━━━ Trecho

A Pauta de Bento XVI à Igreja do Brasil
Um balanço das visitas Ad Limina
As visitas Ad Limina dos bispos brasileiros e os pronunciamentos do Papa Bento XVI são analisadas por Sérgio Ricardo Coutinho. Na opinião do professor, os pronunciamentos do papa aos bispos brasileiros ao longo do último ano permitem visualizar o “programa pastoral” para a Igreja no Brasil nos próximos anos.Sérgio Ricardo Coutinho é mestre em História pela UnB; professor de História da Igreja no Instituto São Boaventura em Brasília; professor de História da Igreja Antiga no Curso de especialização em História do Cristianismo Antigo na UnB; membro da Associação Brasileira de História das Religiões (ABHR) e, presidente do Centro de Estudos em História da Igreja na América Latina (Cehila-Brasil) e assessor nacional das CEBs no Brasil.
Eis o artigo.
Introdução
Antes de refletir sobre este assunto, vale à pena citar o renomado historiador da Igreja, o italiano Giuseppe Alberigo. Ele apresenta dois sentimentos contraditórios e que são perceptíveis dentro e fora da Igreja católica. De um lado, sempre é muito difundida a convicção que o aparato eclesiástico central, que age em torno do papa e da Cúria Romana, tem uma capacidade de controle e de hegemonia sobre a massa dos fiéis cada vez mais estreita e rígida, a tal ponto que qualquer tentativa e qualquer esperança de afirmar a pluralidade das Igrejas como comunhão de comunidades locais, especialmente visibilizada pelas Conferências Episcopais nacionais, estaria destinado ao fracasso.
Entretanto, por outro lado, assiste-se também a uma multiplicação bastante acelerada de grupos cristãos que, apesar das muitas e graves carências, tem o efeito de esvaziar qualquer esforço do aparato eclesiástico e de reatualizar a possibilidade de uma comunhão eclesial efetiva, que saia da ambígua e esvaziada dialética de símbolos e das imagens (n.1).

━━━━━━
━━━ Conjunto de itens

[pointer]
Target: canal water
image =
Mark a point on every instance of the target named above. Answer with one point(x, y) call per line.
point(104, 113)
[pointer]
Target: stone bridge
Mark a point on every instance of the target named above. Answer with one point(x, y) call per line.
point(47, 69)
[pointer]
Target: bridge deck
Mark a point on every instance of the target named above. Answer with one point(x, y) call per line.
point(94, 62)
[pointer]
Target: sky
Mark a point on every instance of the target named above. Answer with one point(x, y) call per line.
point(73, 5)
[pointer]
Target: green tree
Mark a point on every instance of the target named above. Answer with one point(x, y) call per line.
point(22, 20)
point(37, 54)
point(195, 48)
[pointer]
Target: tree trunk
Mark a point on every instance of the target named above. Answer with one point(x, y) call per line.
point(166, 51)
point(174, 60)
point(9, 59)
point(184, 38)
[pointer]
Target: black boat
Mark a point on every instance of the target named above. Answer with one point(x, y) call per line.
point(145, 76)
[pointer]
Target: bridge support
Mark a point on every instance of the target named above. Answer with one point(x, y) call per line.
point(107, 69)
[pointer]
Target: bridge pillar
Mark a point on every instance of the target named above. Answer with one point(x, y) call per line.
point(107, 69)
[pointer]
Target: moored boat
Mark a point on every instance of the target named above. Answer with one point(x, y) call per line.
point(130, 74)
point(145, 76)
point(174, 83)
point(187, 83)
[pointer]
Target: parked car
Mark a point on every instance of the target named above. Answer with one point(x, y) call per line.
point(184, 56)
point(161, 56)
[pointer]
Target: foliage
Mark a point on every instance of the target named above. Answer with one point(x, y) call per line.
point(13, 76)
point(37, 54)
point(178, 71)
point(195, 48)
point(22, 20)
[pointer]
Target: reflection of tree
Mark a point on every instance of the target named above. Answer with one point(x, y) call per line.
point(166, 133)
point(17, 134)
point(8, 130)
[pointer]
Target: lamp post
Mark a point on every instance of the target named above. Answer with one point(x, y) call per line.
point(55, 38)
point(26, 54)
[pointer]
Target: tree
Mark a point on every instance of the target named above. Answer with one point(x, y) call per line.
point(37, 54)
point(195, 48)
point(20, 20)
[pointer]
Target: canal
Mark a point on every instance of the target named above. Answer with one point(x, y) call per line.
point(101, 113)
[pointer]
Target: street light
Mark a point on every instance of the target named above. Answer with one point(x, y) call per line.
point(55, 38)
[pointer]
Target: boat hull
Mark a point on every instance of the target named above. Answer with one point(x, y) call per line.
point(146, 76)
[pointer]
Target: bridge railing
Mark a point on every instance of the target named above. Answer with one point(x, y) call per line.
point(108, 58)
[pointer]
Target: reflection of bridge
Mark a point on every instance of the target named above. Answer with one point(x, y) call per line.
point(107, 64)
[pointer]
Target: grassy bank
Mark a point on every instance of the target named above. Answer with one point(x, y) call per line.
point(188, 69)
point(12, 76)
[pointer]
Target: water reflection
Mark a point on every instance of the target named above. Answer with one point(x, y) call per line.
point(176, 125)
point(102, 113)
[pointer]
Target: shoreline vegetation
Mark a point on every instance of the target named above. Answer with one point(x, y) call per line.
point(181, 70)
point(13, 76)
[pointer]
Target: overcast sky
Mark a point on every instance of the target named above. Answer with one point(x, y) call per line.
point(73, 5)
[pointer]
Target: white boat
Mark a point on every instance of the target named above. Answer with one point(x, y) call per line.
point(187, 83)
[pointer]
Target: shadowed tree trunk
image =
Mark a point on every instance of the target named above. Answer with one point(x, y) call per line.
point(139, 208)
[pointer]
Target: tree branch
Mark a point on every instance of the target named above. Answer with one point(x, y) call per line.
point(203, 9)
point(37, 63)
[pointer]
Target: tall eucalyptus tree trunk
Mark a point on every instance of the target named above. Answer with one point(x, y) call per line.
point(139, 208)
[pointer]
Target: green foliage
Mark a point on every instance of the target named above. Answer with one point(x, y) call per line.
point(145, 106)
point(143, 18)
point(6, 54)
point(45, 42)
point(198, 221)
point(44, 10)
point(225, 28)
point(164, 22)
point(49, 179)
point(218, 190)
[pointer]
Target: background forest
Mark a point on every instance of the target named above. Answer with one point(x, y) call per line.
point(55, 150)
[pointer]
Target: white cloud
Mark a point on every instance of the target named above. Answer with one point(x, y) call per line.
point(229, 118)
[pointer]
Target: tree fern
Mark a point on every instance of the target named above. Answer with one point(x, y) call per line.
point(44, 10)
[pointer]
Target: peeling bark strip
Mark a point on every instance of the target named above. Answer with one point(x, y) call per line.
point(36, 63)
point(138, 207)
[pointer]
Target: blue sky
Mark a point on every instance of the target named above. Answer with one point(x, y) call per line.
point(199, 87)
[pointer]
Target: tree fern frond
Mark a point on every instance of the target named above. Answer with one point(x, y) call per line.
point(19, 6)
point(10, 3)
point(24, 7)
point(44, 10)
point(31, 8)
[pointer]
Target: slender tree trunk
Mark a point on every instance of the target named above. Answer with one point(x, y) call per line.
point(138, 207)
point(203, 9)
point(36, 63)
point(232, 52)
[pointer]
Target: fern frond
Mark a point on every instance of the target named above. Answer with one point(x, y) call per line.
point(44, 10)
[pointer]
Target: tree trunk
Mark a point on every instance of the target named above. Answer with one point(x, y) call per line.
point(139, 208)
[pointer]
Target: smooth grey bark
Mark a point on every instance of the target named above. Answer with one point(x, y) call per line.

━━━━━━

* **Tarefas**:
1 > As afirmações (a), (b) e (c) concordam com o trecho? Responda sim ou não a cada uma e cite as palavras do trecho que decidem a resposta.
(a) Sérgio Ricardo Coutinho é mestre em História pela UnB.
(b) Giuseppe Alberigo é um historiador francês.
(c) Alberigo apresenta três sentimentos contraditórios.
2 > Responda com base no trecho:
(a) Em que instituto Coutinho é professor de História da Igreja?
(b) De qual centro ele é presidente?
(c) Segundo o professor, o que os pronunciamentos do papa aos bispos brasileiros permitem visualizar?
3 > Retome o trecho sobre a pauta de Bento XVI à Igreja do Brasil e continue-o a partir da última frase.
Os itens não têm relação com o trecho.

* **Resultados esperados**:
1 >
(a) Sim: "Sérgio Ricardo Coutinho é mestre em História pela UnB".
(b) Não: "o italiano Giuseppe Alberigo".
(c) Não: "Ele apresenta dois sentimentos contraditórios".

2 >
(a) No Instituto São Boaventura, em Brasília.
(b) Do Centro de Estudos em História da Igreja na América Latina (Cehila-Brasil).
(c) O "programa pastoral" para a Igreja no Brasil nos próximos anos.

3 >
Nada melhor para perceber estes sentimentos quando analisamos as mensagens que o papa Bento XVI deixou à todo o episcopado brasileiro após as visitas Ad Limina Apostolorum, ou seja, quando os bispos foram se encontrar com o papa e rezar juntos diante dos túmulos dos apóstolos São Pedro e São Paulo em Roma. Nestas visitas o papa recebe os relatórios de atividades e oferece uma orientação em vista da unidade de toda a Igreja com o sumo pontífice.
Os quase 300 bispos brasileiros na ativa, representando 272 dioceses e organizados nos 17 Regionais da CNBB, estiveram pessoalmente com o papa e com outros representantes dos dicastérios romanos, durante o período que se estendeu de 07/09/2009 até o último dia 15/11/2010. O próprio papa reconheceu esta “feliz coincidência” das datas para os brasileiros: “Por uma feliz coincidência, na data do discurso que dirigi ao primeiro grupo de Bispos era a vossa Festa Nacional da Independência, enquanto o último discurso que hoje pronuncio tem lugar justamente no dia em que se recorda a proclamação da República no Brasil”. (cf. Discurso do papa Bento XVI aos bispos do Regional Centro-oeste)
Foram exatamente 13 discursos proferidos aos bispos brasileiros. Para facilitar este breve balanço foi possível organizar em 5 grandes eixos temáticos: Família, consciência moral e vida sacramental; Missão e Evangelização; Padres, seminaristas, religiosos(as) e leigos(as); Escolas católicas e Teologia da Libertação; Bispos e CNBB.
Nossa hipótese é que podemos visualizar aqui o “programa pastoral” para a Igreja no Brasil nos próximos anos.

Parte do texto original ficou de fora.